Because of its intellectual dishonesty. The Fed noticed around 2009 that if they had had a more reliable and realistic inflation gauge on which to set policy, they would have seen the crisis coming. But despite that recognition, they chose to do nothing about it.

Are there more realistic inflation gauges?
Several Federal Reserve Districts have come up with alternative gauges. The underlying inflation gauge from the New York Fed for example also includes asset price inflation. And it runs about one percentage point higher than what the Fed measure is – they prefer the core Personal Consumption Expenditures Price Index, the core PCE.

How would monetary policy look like with a more realistic inflation gauge?
Monetary policy would be much different. The Fed would not have been able to maintain a monetary policy as easy as it has done over the last couple of years. Central bankers are hiding behind the core PCE being at 1,6%. They’re saying that this gives them cover to not normalize interest rates. But even the core Consumer Price Index has been north of 2% for 14 months.

What does this mean for current monetary policy?
Former Fed Chair Janet Yellen lead the slowest rate hiking campaign in the history of the Fed. Had she been using a more realistic inflation gauge, she would not have left current Chair Jay Powell with having to play catch-up. He wasn’t able to normalize interest rates, nor to run down the balance sheet as much as he would have been able to otherwise – and had Ben Bernanke not insisted on the 2% inflation target.

What is the reason behind the inflation target of 2%?
Alan Greenspan and Paul Volcker said that the best inflation rate as far as households and businesses are concerned is 0%. There is nothing that is damaging to a household about inflation being non-existent. As Greenspan and Volcker both pointed out: If you have 2% inflation steadily for 50 years, the value of the dollar in your wallet is diminished. Inflation is corrosive as a factor of time.

What about the risk of falling into deflation?
A deflation in wages, as we saw during the Great Depression, is the worst-case scenario. But Japan has served as a modern-day reminder that households are not going to be injured by very very low levels of inflation. In a disinflationary environment with a decent level of growth, you’re not running that risk. You’re still going to have job creation and economic growth. But you’re not going to have the pressure of rising prices on households. Housing makes up 33% of the average US household budget, and housing inflation has gone through the roof in recent years. Not that it’s captured correctly in the metric that the Fed uses.

* * * *

» The task: Edit the excerpt on Fed inflation policy between "Monetary policy would" and "2% inflation target.", inclusive, so that "asset holdings" stands in place of "balance sheet".

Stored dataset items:
* * * *

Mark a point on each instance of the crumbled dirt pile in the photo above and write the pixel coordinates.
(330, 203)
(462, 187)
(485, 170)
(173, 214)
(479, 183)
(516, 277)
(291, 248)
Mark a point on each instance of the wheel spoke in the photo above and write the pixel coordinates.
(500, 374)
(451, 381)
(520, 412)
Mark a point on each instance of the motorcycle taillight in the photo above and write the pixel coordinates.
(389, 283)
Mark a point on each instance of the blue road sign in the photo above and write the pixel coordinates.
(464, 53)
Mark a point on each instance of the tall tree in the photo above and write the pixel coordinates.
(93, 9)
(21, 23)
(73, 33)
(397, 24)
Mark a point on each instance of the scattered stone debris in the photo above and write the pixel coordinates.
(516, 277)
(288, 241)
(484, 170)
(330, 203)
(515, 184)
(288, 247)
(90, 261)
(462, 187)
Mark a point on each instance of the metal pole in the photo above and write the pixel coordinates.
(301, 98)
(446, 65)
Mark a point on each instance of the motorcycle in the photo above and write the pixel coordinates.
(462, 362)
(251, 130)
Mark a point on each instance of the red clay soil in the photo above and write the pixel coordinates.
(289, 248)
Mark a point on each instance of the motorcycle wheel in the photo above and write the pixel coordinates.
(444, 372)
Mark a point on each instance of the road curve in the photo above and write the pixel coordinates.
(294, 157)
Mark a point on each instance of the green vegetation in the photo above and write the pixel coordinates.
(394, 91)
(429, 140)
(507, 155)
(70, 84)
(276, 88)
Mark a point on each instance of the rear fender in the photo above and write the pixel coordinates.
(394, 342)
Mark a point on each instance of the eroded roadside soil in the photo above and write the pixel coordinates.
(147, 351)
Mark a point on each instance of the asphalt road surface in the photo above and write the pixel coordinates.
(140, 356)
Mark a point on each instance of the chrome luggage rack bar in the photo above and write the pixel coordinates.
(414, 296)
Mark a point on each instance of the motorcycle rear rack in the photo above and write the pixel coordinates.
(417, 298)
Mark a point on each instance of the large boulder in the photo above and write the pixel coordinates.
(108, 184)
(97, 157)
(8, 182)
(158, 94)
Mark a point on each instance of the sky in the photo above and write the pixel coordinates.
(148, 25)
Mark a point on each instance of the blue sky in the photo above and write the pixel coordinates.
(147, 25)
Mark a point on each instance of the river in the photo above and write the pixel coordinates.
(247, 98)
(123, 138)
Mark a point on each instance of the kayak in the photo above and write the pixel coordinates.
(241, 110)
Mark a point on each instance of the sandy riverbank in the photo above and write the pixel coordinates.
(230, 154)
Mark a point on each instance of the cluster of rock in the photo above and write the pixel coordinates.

* * * *

» Task solution:
Monetary policy would be much different. The Fed would not have been able to maintain a monetary policy as easy as it has done over the last couple of years. Central bankers are hiding behind the core PCE being at 1,6%. They’re saying that this gives them cover to not normalize interest rates. But even the core Consumer Price Index has been north of 2% for 14 months.

What does this mean for current monetary policy?
Former Fed Chair Janet Yellen lead the slowest rate hiking campaign in the history of the Fed. Had she been using a more realistic inflation gauge, she would not have left current Chair Jay Powell with having to play catch-up. He wasn’t able to normalize interest rates, nor to run down the asset holdings as much as he would have been able to otherwise – and had Ben Bernanke not insisted on the 2% inflation target.